■ **Instructions for the task**: Your response should consist solely of the lines from the one containing "point(163, 36)" through the final line of the entries, repeated exactly.

Content starts

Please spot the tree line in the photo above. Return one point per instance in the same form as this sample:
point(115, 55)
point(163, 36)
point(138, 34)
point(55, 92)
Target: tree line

Content ends

■ **Answer section**:
point(163, 36)
point(138, 34)
point(55, 92)
Target: tree line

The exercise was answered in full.